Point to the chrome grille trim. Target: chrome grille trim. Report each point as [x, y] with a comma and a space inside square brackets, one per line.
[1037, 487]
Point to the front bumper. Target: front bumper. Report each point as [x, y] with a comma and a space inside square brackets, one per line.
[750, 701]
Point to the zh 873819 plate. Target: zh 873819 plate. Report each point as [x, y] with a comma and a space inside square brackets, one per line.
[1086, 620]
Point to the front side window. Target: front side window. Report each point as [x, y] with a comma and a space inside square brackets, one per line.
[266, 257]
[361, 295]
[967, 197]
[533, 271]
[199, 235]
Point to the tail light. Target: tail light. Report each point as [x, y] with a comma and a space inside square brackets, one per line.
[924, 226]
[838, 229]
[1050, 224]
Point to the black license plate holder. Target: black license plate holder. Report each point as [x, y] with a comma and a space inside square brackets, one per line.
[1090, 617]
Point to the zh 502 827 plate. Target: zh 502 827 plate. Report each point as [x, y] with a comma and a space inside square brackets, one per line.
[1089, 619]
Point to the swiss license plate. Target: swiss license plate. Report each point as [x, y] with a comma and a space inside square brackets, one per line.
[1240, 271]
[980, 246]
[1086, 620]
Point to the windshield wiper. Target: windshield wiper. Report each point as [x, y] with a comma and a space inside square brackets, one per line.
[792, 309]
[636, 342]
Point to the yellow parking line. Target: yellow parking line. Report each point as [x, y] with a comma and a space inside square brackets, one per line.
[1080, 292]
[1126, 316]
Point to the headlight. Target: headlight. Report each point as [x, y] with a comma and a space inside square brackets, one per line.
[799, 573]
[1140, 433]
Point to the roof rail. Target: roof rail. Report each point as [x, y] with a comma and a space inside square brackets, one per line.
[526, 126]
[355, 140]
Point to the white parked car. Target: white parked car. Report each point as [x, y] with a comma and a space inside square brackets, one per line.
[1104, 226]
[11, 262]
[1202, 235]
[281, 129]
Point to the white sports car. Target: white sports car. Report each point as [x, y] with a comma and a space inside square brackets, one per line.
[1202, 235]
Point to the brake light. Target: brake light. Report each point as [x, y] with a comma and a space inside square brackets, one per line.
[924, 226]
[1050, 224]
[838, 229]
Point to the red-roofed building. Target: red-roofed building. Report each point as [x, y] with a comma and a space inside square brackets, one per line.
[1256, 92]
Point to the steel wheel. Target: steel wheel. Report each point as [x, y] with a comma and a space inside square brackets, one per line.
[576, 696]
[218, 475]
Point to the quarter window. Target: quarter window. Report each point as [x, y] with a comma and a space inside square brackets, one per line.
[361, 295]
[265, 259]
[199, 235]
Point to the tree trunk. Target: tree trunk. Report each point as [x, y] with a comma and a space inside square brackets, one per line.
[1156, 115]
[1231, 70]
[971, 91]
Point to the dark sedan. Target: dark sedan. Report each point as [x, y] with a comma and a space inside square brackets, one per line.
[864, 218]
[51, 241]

━━━━━━

- [Your assignment] All lines above should be output verbatim.

- [Answer box]
Point to the chrome grille trim. Target: chrome grille trim. Report each point as [x, y] with a comma and a space inside square brackets, one per line.
[1037, 487]
Point to the front bumper. Target: front bumper. Report each point as [x, y] with a comma and a space inside square brackets, one per line.
[750, 701]
Point to the zh 873819 plate. Target: zh 873819 plate. Report each point as [x, y] with a comma and a space inside square brackets, one per line.
[1086, 620]
Point to the front side window. Target: front side window. Report each point as [x, y] with a comma and a space inside square brackets, one per line.
[266, 257]
[361, 295]
[967, 197]
[533, 271]
[199, 235]
Point to the tail light. Target: tail light. Report each point as [x, y] with a comma and a space inside square brackets, one per line.
[924, 226]
[838, 229]
[1050, 224]
Point to the black license plate holder. Target: black license plate holder. Report each point as [x, y] with a comma and a space inside square brackets, one per line.
[1090, 617]
Point to the zh 502 827 plate. Target: zh 502 827 plate. Report each point as [x, y] with a comma and a space inside square brackets, one per line.
[1089, 619]
Point to the swiss license plate. Target: swiss license plate. Report each point as [x, y] with a comma and a space inside square brackets, one per line.
[1240, 271]
[980, 246]
[1086, 620]
Point to the windshield wiper. Target: windshield wiper. Report each point as [x, y] with a comma and a space inside square brackets, one per line.
[792, 309]
[636, 342]
Point to the yellow parking line. Target: yellow parking line. Report each point as [x, y] with a comma and a space inside square brackets, one per line.
[1080, 292]
[1126, 316]
Point to the headlight. Target: headlight. Report each point as [x, y] with a comma and a space inside square brackets, one per line.
[799, 573]
[1140, 433]
Point to the roof rail. Target: roof rail. Report each point as [x, y] with a comma and a space inside square brackets, one per line.
[526, 126]
[355, 140]
Point to the white parked car. Target: white parked car. Report each point as [x, y] with a comma and a space inside square brackets, one per line.
[1104, 226]
[11, 262]
[1202, 235]
[281, 129]
Point to the white sports car. Target: white sports car. Report each point as [x, y] with a comma and a space inside square brackets, one per line.
[1202, 235]
Point to the brake light. Target: brake light. Report each point as [x, y] with a comma and a space inside square brackets, one per line.
[924, 226]
[1050, 224]
[838, 229]
Point to the red-roofed building. Target: red-roofed building. Report each point as [x, y] with a comma and a space inside square brackets, one per line.
[1256, 92]
Point to the steel wheel. Target: steel wheel. Report each point as [x, y] with a comma and a space inside square brackets, one per line.
[576, 696]
[218, 475]
Point to the quarter window. Target: quarter window. Report each point as [x, y] with a comma and a space inside square brackets, one per line.
[361, 295]
[265, 259]
[199, 235]
Point to the tree trunk. Target: tree trunk. Report each point as [x, y] with a comma and a space inside square brackets, one per line.
[1156, 115]
[1231, 70]
[971, 91]
Point to the dark sedan. Target: dark sedan. Report each point as [x, y] with a comma and a space inside square brackets, one per line.
[864, 218]
[51, 241]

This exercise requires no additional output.